## start Records shown

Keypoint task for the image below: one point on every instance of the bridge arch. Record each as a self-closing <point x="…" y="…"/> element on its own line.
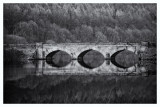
<point x="124" y="58"/>
<point x="90" y="58"/>
<point x="58" y="58"/>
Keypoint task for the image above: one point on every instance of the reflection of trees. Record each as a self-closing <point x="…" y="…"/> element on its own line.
<point x="81" y="89"/>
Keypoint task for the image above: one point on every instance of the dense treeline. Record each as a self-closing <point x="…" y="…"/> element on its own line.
<point x="48" y="23"/>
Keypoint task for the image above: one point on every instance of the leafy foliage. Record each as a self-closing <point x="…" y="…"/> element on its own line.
<point x="81" y="22"/>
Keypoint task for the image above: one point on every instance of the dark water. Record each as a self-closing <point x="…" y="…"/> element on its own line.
<point x="89" y="79"/>
<point x="39" y="82"/>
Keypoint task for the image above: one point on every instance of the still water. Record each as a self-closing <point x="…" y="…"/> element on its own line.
<point x="42" y="82"/>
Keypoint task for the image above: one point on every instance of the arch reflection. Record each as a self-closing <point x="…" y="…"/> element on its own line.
<point x="91" y="59"/>
<point x="124" y="59"/>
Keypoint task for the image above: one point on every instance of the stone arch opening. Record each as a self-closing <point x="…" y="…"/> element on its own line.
<point x="124" y="58"/>
<point x="90" y="59"/>
<point x="58" y="58"/>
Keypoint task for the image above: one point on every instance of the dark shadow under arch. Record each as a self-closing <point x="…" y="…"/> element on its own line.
<point x="114" y="61"/>
<point x="50" y="61"/>
<point x="91" y="59"/>
<point x="81" y="61"/>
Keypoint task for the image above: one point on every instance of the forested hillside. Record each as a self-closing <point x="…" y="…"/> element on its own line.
<point x="93" y="23"/>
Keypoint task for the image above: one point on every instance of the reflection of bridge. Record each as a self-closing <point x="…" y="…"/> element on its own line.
<point x="75" y="49"/>
<point x="75" y="68"/>
<point x="40" y="51"/>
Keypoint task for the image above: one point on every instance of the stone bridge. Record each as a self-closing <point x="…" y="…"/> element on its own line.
<point x="75" y="49"/>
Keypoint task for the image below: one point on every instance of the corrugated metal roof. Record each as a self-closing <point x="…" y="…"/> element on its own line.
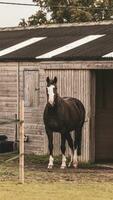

## end Records shown

*Problem statement*: Copy all of the material above word for word, omitting the pictures.

*Response*:
Keypoint task for the image below: one point on every instance of the bridge arch. Record each as a self-closing <point x="…" y="…"/> element on its own line.
<point x="124" y="58"/>
<point x="90" y="58"/>
<point x="58" y="58"/>
Keypoint task for the image above: one point on every instance of the reflection of trees. Record each as a self-closing <point x="…" y="…"/> element on its own line.
<point x="81" y="89"/>
Keypoint task for the image above: one point on every instance of the dense treeline. Record each as a self-closing <point x="…" y="…"/> element on its own line.
<point x="48" y="23"/>
Keypoint task for the image above: one point on every instance of the leafy foliage. Record each as a self-closing <point x="…" y="…"/> element on its own line.
<point x="81" y="22"/>
Keypoint task for the image above: one point on every instance of the dark water. Record each as a self-closing <point x="…" y="…"/> element on its own line.
<point x="89" y="79"/>
<point x="39" y="82"/>
Keypoint task for the image above: one point on every instance of the still water. Record each as a self-closing <point x="…" y="…"/> element on its own line.
<point x="42" y="82"/>
Keypoint task for the image above: one point on every instance of the arch reflection. Record each as a self-closing <point x="…" y="…"/> element on its own line.
<point x="91" y="59"/>
<point x="124" y="59"/>
Keypoint task for the image above: one point on every instance of the stone arch opening. Record each as a self-closing <point x="…" y="…"/> element on its own line.
<point x="124" y="58"/>
<point x="90" y="59"/>
<point x="58" y="58"/>
Keypoint task for the image above: one point on every instance of the dark shadow under arch. Record each as a self-closing <point x="…" y="…"/> element on its own line.
<point x="114" y="61"/>
<point x="50" y="61"/>
<point x="91" y="59"/>
<point x="81" y="61"/>
Keypoint task for the image above: one point on every instance of the forested hillside. Record each as a self-closing <point x="…" y="…"/> element on its own line.
<point x="93" y="23"/>
Keypoint task for the image above: one point on every instance of the reflection of bridge. Record each as a self-closing <point x="…" y="…"/> element on its own line.
<point x="75" y="49"/>
<point x="75" y="68"/>
<point x="40" y="51"/>
Keypoint task for the image above: one point on every instance of the stone bridge. Record each as a self-closing <point x="…" y="…"/> element on its own line.
<point x="75" y="49"/>
Keypoint task for the image below: one point on every instance of the corrugated metal roof. Record each as a self-closing <point x="…" y="…"/> element on its own line.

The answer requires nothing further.